Petunjuk Pengerjaan - Tuliskan kembali secara persis bagian teks pilihan di bawah ini, dimulai dari "Busana muslim produksi" dan diakhiri dengan "17-20 September 2015.".

SOLOPOS.COM - Beberapa produk baju muslim yang dipajang selama pameran Hijab Morfosa di JEC, Jumat (18/9/2015). (Harian Jogja/Kusnul Isti Qomah)

Busana muslim produksi dalam negeri lebih menjanjikan untuk dijual di luar negeri

Harianjogja.com, BANTUL—Pasar luar negeri seperti Singapura dan Malaysia lebih dipilih untuk bisnis jual beli busana muslim karena lebih menjanjikan.

Promosi Riwayat Banjir di Semarang Sejak Zaman Belanda

Pameran-pameran busana muslim di Singapura dan Malaysia lebih dilirik lantaran daya beli masyarakat yang lebih tinggi. Berjualan di Singapura dan Malaysia dilakukan oleh Yeni Suryani pemilik Yeni Collection yang berbasis di Jakarta ini. Namun, ia juga tetap memenuhi kebutuhan pasar lokal di Indonesia, misalnya mengikuti pameran busana muslim Hijab Morfosa di Jogja Expo Center, Bantul, 17-20 September 2015.

Yeni mengungkapkan, untung besar menjadi alasan utama. “Saya lebih suka berjualan dalam pameran-pameran di sana [Singapura dan Malaysia]. Di sana satu bulan bisa ada satu hingga dua pameran,”  ujar dia kepada Harian Jogja, Jumat (18/9/2015).

Yeni sudah delapan tahun menggeluti bisnis busana muslim. Inspirasi model baju dia dapatkan dari kehidupan sehari-hari. Ia memperhatikan trend pasar saat ini dan memahami kebutuhan pasar. Jenis pakaian ini dipilih karena sesuai dengan potensi pasar di Singapura dan Malaysia di mana banyak penduduk muslim.

Omzet yang didapat dalam setiap pameran yang diikuti bisa dibilang fantastis. Pameran yang berlangsung di Singapura rata-rata dalam waktu satu bulan sedangkan di Malaysia biasanya satu minggu.

“Saat Lebaran kemarin, selama 15 hari di Singapura, saya dapat Rp150 juta. Kalau di  Malaysia, tujuh hari seharinya bisa dapat Rp3,5 juta. Saat Sabtu dan Minggu bisa dapat Rp4 juta hingga Rp5 juta,”  ujar dia.

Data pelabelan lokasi
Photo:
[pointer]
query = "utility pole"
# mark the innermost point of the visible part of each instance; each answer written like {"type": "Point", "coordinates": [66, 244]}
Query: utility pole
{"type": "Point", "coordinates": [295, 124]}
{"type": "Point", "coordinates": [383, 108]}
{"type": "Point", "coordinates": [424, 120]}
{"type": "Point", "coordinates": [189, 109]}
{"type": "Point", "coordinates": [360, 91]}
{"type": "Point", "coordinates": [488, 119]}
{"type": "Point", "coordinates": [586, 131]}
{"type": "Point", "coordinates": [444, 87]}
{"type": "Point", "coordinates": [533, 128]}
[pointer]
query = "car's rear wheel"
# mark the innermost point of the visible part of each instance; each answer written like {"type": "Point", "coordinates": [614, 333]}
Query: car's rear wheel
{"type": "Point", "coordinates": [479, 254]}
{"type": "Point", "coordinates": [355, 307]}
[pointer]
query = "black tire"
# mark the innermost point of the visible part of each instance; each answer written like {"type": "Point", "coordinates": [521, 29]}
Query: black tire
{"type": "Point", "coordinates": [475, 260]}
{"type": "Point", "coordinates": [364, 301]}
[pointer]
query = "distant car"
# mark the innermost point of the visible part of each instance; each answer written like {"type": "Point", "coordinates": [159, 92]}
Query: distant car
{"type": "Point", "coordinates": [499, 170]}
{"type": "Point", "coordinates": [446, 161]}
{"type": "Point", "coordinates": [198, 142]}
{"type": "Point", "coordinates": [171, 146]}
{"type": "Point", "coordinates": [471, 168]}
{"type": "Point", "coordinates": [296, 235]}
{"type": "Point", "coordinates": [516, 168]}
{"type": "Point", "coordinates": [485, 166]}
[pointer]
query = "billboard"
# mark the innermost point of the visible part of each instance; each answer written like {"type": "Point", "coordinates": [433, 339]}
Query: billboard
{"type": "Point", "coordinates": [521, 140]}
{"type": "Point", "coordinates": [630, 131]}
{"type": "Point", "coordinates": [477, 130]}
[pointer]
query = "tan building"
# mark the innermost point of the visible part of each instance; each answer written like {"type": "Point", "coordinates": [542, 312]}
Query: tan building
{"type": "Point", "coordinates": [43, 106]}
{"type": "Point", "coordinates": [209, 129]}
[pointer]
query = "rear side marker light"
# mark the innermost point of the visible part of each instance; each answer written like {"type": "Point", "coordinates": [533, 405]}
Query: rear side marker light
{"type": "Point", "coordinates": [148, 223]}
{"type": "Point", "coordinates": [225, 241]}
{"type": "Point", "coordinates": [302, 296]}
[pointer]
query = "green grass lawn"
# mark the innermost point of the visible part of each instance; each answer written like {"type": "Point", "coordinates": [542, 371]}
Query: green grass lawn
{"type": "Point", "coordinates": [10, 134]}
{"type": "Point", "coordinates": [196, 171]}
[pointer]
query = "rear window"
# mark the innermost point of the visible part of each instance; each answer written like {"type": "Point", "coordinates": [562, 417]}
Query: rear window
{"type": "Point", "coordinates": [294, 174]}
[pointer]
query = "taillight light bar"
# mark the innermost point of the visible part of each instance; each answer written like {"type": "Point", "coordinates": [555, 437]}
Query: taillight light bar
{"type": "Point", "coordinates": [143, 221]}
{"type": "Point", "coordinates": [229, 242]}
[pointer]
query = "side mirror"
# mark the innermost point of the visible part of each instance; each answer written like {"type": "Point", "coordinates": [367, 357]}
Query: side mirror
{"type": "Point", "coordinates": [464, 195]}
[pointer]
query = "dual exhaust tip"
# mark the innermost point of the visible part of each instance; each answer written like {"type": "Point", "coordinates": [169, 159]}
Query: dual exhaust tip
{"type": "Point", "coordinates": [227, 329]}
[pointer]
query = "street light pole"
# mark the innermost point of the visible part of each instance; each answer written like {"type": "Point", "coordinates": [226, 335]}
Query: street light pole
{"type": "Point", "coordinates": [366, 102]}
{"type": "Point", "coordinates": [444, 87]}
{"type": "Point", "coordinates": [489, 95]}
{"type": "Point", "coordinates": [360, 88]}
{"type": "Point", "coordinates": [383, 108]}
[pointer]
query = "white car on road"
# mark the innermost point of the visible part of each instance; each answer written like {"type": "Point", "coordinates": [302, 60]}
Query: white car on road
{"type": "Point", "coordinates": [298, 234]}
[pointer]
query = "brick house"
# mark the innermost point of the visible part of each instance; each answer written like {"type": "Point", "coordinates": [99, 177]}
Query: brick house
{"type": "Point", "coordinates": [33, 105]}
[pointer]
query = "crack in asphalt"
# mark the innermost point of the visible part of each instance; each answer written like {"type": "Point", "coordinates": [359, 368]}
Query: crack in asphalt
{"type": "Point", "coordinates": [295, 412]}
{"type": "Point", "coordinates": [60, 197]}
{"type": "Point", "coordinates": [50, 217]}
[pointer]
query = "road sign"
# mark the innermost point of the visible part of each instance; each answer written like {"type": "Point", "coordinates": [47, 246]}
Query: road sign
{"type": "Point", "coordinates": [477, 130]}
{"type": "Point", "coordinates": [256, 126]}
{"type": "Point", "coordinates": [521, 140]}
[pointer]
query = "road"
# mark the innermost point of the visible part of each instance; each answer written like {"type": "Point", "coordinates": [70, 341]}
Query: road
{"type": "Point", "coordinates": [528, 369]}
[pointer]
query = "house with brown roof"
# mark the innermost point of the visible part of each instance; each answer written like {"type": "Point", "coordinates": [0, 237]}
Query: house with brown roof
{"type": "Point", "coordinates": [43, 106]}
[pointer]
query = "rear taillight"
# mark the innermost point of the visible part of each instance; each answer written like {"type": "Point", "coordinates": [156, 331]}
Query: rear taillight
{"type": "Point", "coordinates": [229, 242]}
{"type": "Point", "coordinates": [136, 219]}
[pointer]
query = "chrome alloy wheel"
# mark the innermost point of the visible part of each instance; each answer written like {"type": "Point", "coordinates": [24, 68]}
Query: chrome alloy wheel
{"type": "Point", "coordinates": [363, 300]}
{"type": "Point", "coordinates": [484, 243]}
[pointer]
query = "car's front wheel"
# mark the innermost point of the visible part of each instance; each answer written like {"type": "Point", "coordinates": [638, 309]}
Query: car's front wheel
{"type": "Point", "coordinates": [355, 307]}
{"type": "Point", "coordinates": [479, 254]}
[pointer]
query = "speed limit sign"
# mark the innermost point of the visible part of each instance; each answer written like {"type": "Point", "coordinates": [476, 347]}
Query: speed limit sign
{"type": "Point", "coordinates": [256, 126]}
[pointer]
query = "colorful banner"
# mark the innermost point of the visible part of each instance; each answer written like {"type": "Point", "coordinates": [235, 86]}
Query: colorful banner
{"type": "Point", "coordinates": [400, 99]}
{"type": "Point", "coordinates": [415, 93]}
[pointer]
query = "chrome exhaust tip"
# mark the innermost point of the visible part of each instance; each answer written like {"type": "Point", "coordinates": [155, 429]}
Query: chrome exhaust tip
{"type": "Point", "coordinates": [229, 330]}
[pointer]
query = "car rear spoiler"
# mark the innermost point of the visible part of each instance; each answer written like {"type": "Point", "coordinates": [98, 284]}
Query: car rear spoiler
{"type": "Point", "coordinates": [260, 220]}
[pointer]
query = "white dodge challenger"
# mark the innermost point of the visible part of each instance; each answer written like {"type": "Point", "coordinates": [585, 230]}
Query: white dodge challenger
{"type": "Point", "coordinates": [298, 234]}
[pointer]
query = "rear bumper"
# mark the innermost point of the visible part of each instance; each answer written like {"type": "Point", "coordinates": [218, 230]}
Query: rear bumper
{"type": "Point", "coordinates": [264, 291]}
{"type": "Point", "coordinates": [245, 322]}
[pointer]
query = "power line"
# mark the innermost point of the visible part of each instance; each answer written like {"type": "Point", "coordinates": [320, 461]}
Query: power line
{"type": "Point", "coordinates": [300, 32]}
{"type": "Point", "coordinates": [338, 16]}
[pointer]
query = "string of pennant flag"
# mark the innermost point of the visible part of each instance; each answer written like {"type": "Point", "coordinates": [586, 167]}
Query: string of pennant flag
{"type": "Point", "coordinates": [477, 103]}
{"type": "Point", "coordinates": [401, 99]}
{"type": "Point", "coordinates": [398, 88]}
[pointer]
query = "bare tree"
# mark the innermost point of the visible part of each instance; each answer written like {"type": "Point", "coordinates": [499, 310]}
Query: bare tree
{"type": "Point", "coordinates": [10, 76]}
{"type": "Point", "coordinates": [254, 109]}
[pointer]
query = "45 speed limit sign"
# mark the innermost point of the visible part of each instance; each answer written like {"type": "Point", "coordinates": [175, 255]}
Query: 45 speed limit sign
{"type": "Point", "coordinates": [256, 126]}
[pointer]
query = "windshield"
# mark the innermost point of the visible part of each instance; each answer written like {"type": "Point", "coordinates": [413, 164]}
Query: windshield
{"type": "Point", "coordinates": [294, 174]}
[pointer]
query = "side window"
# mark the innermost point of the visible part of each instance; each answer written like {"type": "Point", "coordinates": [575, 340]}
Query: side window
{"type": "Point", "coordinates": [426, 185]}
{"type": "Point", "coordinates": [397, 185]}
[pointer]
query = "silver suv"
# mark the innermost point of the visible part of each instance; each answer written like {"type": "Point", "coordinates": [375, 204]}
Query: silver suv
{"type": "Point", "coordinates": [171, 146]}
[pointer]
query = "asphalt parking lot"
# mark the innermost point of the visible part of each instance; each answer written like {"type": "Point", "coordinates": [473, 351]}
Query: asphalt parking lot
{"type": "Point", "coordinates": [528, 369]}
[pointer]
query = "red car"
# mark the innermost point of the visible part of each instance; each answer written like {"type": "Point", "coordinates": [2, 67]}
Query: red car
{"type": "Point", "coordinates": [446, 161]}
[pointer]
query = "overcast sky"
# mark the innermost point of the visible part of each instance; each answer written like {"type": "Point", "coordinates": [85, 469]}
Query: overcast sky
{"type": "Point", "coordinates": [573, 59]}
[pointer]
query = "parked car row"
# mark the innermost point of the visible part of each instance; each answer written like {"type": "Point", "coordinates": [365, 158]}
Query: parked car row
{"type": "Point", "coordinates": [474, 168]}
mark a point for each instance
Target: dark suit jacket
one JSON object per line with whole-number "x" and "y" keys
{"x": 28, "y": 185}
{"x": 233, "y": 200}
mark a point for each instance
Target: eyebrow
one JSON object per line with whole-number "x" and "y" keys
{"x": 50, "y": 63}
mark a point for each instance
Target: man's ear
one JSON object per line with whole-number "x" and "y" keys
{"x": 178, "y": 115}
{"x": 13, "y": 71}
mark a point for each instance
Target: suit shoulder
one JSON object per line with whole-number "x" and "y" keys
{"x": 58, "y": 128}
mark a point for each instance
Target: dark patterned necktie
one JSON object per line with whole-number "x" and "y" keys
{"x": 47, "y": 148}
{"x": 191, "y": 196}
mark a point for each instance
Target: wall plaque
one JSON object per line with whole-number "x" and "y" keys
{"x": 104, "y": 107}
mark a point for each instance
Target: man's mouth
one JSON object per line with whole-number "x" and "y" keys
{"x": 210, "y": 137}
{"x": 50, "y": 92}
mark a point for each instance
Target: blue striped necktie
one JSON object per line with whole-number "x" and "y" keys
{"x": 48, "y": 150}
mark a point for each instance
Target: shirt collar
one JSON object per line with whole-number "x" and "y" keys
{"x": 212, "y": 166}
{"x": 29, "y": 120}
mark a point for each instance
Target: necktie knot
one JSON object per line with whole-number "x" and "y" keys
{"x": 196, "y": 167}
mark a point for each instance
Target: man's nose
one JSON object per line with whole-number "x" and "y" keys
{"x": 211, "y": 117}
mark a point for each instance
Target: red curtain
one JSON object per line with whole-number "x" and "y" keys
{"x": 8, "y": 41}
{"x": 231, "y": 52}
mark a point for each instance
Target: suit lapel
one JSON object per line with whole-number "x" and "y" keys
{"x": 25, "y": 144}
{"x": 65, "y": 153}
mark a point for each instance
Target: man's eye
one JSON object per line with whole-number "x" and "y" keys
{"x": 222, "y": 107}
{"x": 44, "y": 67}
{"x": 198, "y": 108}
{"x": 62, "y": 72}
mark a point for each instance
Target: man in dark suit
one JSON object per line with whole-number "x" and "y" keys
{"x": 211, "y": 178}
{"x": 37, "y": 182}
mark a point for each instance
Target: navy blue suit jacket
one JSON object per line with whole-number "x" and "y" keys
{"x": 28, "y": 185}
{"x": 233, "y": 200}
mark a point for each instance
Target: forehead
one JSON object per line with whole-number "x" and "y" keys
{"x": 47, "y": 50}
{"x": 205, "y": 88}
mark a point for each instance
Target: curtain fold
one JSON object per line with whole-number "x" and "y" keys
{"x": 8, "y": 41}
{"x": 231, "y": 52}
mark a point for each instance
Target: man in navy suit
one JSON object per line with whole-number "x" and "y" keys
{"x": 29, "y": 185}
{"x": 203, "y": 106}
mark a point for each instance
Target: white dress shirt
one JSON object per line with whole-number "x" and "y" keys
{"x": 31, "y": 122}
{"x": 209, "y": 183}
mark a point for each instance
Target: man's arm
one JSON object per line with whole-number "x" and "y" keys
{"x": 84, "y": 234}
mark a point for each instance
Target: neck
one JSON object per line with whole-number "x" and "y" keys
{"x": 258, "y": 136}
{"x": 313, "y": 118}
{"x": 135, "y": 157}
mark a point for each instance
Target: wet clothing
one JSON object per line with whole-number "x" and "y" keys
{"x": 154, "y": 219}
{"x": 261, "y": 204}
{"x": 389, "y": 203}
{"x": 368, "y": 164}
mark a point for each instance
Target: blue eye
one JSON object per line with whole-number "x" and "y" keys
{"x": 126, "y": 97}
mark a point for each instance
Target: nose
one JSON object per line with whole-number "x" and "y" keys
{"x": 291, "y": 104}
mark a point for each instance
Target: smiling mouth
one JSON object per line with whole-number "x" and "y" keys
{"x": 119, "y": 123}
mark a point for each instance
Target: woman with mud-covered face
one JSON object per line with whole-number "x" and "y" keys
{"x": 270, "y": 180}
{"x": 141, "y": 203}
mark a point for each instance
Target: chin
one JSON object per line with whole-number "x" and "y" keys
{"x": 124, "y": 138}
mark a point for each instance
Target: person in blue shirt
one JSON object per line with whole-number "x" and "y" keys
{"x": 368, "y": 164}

Hasil Pengerjaan -
Busana muslim produksi dalam negeri lebih menjanjikan untuk dijual di luar negeri

Harianjogja.com, BANTUL—Pasar luar negeri seperti Singapura dan Malaysia lebih dipilih untuk bisnis jual beli busana muslim karena lebih menjanjikan.

Promosi Riwayat Banjir di Semarang Sejak Zaman Belanda

Pameran-pameran busana muslim di Singapura dan Malaysia lebih dilirik lantaran daya beli masyarakat yang lebih tinggi. Berjualan di Singapura dan Malaysia dilakukan oleh Yeni Suryani pemilik Yeni Collection yang berbasis di Jakarta ini. Namun, ia juga tetap memenuhi kebutuhan pasar lokal di Indonesia, misalnya mengikuti pameran busana muslim Hijab Morfosa di Jogja Expo Center, Bantul, 17-20 September 2015.